* **Data excerpts**:
»»
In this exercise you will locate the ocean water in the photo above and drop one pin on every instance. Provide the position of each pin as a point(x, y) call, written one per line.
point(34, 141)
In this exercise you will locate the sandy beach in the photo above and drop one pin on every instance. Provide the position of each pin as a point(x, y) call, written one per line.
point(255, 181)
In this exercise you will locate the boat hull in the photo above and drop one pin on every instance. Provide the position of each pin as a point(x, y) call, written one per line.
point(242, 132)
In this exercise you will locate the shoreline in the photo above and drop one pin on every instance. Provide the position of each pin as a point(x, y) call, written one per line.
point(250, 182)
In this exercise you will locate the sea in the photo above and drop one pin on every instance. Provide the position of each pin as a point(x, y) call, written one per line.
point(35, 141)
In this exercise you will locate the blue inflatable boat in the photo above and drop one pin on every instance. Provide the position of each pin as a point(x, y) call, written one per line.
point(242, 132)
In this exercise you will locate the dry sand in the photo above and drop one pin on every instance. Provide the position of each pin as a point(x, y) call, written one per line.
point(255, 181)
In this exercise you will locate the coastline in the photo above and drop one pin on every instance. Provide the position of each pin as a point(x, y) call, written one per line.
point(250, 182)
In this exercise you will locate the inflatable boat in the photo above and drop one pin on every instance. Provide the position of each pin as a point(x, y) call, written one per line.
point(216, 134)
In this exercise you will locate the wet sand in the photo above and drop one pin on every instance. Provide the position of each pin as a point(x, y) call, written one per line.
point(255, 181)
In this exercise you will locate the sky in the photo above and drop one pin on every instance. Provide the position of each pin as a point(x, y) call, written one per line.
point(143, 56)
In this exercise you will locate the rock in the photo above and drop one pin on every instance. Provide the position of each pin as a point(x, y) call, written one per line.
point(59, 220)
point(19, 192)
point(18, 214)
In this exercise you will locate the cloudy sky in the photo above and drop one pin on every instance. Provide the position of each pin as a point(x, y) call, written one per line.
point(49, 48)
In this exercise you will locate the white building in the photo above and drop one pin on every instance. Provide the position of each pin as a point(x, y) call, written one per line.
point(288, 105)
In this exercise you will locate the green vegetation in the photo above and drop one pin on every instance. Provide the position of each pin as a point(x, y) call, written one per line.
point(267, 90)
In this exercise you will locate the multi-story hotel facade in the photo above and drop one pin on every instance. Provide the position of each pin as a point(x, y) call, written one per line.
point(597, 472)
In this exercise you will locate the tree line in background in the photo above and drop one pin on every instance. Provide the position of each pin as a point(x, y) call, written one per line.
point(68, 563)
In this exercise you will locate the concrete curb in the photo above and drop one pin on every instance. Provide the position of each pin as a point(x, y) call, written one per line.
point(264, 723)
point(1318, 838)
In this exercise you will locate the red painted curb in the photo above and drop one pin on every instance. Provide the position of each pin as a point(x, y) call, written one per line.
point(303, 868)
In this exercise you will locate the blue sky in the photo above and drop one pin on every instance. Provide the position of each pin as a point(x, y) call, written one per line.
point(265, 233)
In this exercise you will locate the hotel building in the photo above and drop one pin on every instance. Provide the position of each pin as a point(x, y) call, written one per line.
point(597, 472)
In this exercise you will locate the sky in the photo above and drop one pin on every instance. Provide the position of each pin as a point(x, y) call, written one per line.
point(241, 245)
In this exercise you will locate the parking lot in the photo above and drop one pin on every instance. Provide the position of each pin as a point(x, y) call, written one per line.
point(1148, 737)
««
* **Exercise objective**:
Put the lines above into a Markdown table with two columns, Row and Line. Number every row and leave out any blank lines.

* **Result of this exercise**:
| Row | Line |
|---|---|
| 1 | In this exercise you will locate the ocean water in the photo above and drop one pin on every instance. Provide the position of each pin as a point(x, y) call, written one per line. |
| 2 | point(34, 141) |
| 3 | In this exercise you will locate the sandy beach in the photo above and drop one pin on every instance. Provide the position of each pin as a point(x, y) call, written one per line. |
| 4 | point(255, 181) |
| 5 | In this exercise you will locate the boat hull in the photo above and drop one pin on every instance. Provide the position of each pin as a point(x, y) call, written one per line. |
| 6 | point(242, 132) |
| 7 | In this exercise you will locate the shoreline in the photo above and drop one pin on every instance. Provide the position of each pin as a point(x, y) call, written one per line. |
| 8 | point(250, 182) |
| 9 | In this exercise you will locate the sea in the photo above and drop one pin on every instance. Provide the position of each pin as a point(x, y) call, written one per line. |
| 10 | point(35, 141) |
| 11 | In this exercise you will locate the blue inflatable boat in the photo above and drop one pin on every instance. Provide the position of each pin as a point(x, y) call, written one per line. |
| 12 | point(242, 132) |
| 13 | In this exercise you will locate the dry sand in the photo above and drop one pin on every instance. Provide the position of each pin as a point(x, y) call, written one per line. |
| 14 | point(255, 181) |
| 15 | In this exercise you will locate the coastline in the photo above and drop one pin on every instance. Provide the position of each pin as a point(x, y) call, written one per line. |
| 16 | point(250, 182) |
| 17 | In this exercise you will locate the inflatable boat in the photo above and drop one pin on every instance. Provide the position of each pin as a point(x, y) call, written one per line. |
| 18 | point(216, 134) |
| 19 | In this exercise you will locate the wet sand in the photo above and drop one pin on every instance. Provide the position of each pin as a point(x, y) call, written one per line. |
| 20 | point(255, 181) |
| 21 | In this exercise you will locate the sky in the photo above and drop one pin on every instance. Provide the position of each pin as a point(x, y) call, written one per line. |
| 22 | point(143, 56) |
| 23 | In this exercise you will locate the rock in the photo above and drop one pin on every instance. Provide the position of each pin as a point(x, y) call, written one per line. |
| 24 | point(59, 220) |
| 25 | point(19, 192) |
| 26 | point(18, 214) |
| 27 | In this exercise you will locate the cloudy sky in the photo above and drop one pin on every instance. Provide the position of each pin as a point(x, y) call, written one per line. |
| 28 | point(49, 48) |
| 29 | In this exercise you will locate the white building in the photo above and drop one pin on every instance. Provide the position of each pin as a point(x, y) call, written one per line. |
| 30 | point(288, 105) |
| 31 | In this exercise you will locate the green vegetation in the photo above and drop one pin on every instance. Provide the position of each pin as a point(x, y) call, written one per line. |
| 32 | point(267, 90) |
| 33 | In this exercise you will locate the multi-story hotel facade in the photo above and drop one pin on every instance. Provide the position of each pin as a point(x, y) call, written one per line. |
| 34 | point(597, 472) |
| 35 | In this exercise you will locate the tree line in background in the photo above and drop one pin on every instance. Provide the position of each pin as a point(x, y) call, written one per line. |
| 36 | point(68, 563) |
| 37 | In this exercise you will locate the concrete curb in the photo above and drop one pin on every instance. Provide the position of each pin as a point(x, y) call, written one per line. |
| 38 | point(264, 723) |
| 39 | point(1318, 838) |
| 40 | In this exercise you will locate the red painted curb in the photo above and drop one pin on every instance. Provide the position of each pin as a point(x, y) call, written one per line. |
| 41 | point(303, 868) |
| 42 | In this exercise you will locate the blue sky in the photo above and drop one pin on every instance. Provide the position of each pin as a point(x, y) call, written one per line. |
| 43 | point(265, 233) |
| 44 | In this exercise you will locate the hotel building in the photo above and drop one pin on every instance. Provide the position of each pin as a point(x, y) call, written one per line. |
| 45 | point(597, 472) |
| 46 | In this exercise you will locate the sky in the photo above and drop one pin on every instance. Provide the position of each pin as a point(x, y) call, written one per line. |
| 47 | point(241, 245) |
| 48 | In this exercise you will locate the parking lot in the photo above and drop one pin on every instance. Provide the position of each pin as a point(x, y) call, written one per line. |
| 49 | point(1148, 737) |